[Pointing dataset records]
---
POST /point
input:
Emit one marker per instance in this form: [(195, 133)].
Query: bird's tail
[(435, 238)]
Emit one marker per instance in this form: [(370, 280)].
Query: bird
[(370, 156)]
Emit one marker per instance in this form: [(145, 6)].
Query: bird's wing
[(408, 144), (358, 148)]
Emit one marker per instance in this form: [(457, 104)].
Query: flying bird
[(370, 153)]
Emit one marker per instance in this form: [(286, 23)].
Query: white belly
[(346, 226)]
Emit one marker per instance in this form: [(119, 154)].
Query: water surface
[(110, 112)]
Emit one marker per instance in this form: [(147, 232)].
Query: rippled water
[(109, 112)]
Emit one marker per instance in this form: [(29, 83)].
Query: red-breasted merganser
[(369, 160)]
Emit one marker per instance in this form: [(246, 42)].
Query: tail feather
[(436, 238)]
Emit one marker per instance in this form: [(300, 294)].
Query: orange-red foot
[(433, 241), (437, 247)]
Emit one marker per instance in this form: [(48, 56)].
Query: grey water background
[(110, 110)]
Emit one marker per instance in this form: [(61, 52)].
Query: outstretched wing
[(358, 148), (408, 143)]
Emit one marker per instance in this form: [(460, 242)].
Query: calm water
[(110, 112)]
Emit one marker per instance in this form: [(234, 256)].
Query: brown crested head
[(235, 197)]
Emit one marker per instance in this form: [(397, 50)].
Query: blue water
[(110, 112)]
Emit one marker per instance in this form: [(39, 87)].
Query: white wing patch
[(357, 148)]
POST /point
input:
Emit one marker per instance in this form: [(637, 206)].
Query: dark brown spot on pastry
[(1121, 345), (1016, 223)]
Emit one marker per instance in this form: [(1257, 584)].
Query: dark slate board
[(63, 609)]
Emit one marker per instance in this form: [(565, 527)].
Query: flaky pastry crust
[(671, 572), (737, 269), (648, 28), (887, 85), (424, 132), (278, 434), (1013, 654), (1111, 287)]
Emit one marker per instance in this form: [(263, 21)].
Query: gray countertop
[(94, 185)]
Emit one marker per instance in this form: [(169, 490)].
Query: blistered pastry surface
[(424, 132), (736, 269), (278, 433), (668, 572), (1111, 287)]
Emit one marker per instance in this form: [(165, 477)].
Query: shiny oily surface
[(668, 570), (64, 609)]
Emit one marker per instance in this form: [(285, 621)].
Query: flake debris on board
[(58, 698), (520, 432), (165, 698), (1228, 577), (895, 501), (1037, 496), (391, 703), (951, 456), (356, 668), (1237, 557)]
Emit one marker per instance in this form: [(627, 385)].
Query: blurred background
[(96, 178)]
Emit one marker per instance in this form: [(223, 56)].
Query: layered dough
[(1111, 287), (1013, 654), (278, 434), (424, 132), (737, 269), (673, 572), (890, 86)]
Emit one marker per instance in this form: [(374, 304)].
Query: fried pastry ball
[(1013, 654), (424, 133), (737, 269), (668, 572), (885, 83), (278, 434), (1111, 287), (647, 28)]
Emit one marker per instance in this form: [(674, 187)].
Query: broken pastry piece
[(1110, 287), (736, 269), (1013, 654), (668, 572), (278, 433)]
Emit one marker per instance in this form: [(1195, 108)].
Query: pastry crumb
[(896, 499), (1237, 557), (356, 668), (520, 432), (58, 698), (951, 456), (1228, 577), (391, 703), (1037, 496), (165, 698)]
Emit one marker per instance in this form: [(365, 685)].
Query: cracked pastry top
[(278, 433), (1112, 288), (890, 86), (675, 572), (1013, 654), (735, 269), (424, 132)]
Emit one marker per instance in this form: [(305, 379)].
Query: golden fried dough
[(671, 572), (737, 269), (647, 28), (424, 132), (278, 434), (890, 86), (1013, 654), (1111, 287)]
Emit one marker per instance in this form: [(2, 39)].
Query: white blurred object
---
● **Given task**:
Copy every one of the records above line for line, changing nothing.

● **Expected answer**:
POST /point
input:
Emit one marker per instance in this form: [(195, 133)].
Query: bird's tail
[(435, 238)]
Emit one marker per instance in this form: [(370, 280)].
Query: bird
[(370, 156)]
Emit one marker per instance in this form: [(145, 6)].
Query: bird's wing
[(408, 144), (358, 148)]
Emit one marker per instance in this form: [(457, 104)].
Query: flying bird
[(370, 153)]
Emit one marker per instance in this form: [(286, 23)].
Query: white belly
[(346, 226)]
Emit one marker per instance in this form: [(119, 154)].
Query: water surface
[(110, 112)]
Emit one marker per instance in this form: [(147, 232)].
Query: rippled water
[(109, 112)]
Emit one marker per instance in this form: [(29, 83)].
Query: red-breasted merganser
[(369, 160)]
Emit one marker per instance in this form: [(246, 42)].
Query: tail feather
[(436, 238)]
Emit one marker per instance in this form: [(300, 294)].
Query: orange-red foot
[(433, 241), (437, 247)]
Emit one marker per instance in this form: [(48, 56)].
Query: grey water background
[(110, 110)]
Emit one marker per instance in this form: [(61, 52)].
Query: outstretched wing
[(358, 148), (408, 143)]
Emit one marker per instance in this form: [(460, 242)].
Query: calm water
[(110, 112)]
Emit one marker per instance in this form: [(234, 256)].
Query: brown crested head
[(235, 197)]
Emit one marker per instance in this form: [(397, 50)].
Query: blue water
[(110, 112)]
Emit one marker per instance in this form: [(39, 87)].
Query: white wing patch
[(357, 148)]
POST /point
input:
Emit one marker per instance in this form: [(637, 206)].
Query: dark brown spot on pastry
[(1121, 345), (1016, 223)]
Emit one marker per instance in this form: [(1257, 584)].
Query: dark slate board
[(63, 609)]
Emit one marker per instance in this form: [(565, 527)].
Query: flaky pastry crust
[(671, 572), (737, 269), (648, 28), (887, 85), (424, 132), (278, 434), (1013, 654), (1111, 287)]
Emit one marker per instance in this form: [(263, 21)].
Query: gray countertop
[(94, 185)]
Emit one marker per instance in this form: [(169, 490)].
Query: blistered pastry surface
[(424, 132), (736, 269), (278, 433), (668, 572), (1111, 287)]
Emit one marker per instance in this form: [(165, 477)].
Query: shiny oily surface
[(668, 570), (64, 609)]
Emit one marker per instance in this form: [(285, 621)].
Query: flake debris on board
[(58, 698), (520, 432), (165, 698), (1228, 577), (895, 501), (1037, 496), (391, 703), (951, 456), (356, 668), (1237, 557)]
Emit one marker per instance in this form: [(627, 385)].
Query: blurred background
[(96, 178)]
Emit one marker per instance in this form: [(223, 56)].
Query: layered dough
[(1111, 287), (1013, 654), (278, 434), (424, 132), (737, 269), (673, 572), (890, 86)]
Emit one marker per instance in this form: [(374, 304)].
Query: fried pastry ball
[(1013, 654), (424, 133), (737, 269), (668, 572), (885, 83), (278, 434), (1111, 287), (647, 28)]
Emit one marker per instance in this form: [(674, 187)].
Query: broken pastry piece
[(1110, 287), (736, 269), (1013, 654), (668, 572), (278, 433)]
Emit one marker per instance in this form: [(1195, 108)].
Query: pastry crumb
[(896, 499), (1237, 557), (356, 668), (520, 432), (58, 698), (951, 456), (1228, 577), (391, 703), (1037, 496), (165, 698)]
Emit one marker per instance in this form: [(365, 685)].
Query: cracked pastry top
[(278, 433), (1112, 288), (890, 86), (675, 572), (1013, 654), (735, 269), (424, 132)]
Emit one marker per instance in this form: [(305, 379)].
Query: golden fried dough
[(671, 572), (737, 269), (647, 28), (424, 132), (278, 434), (890, 86), (1013, 654), (1111, 287)]
Emit one marker per instance in this form: [(2, 39)].
Query: white blurred object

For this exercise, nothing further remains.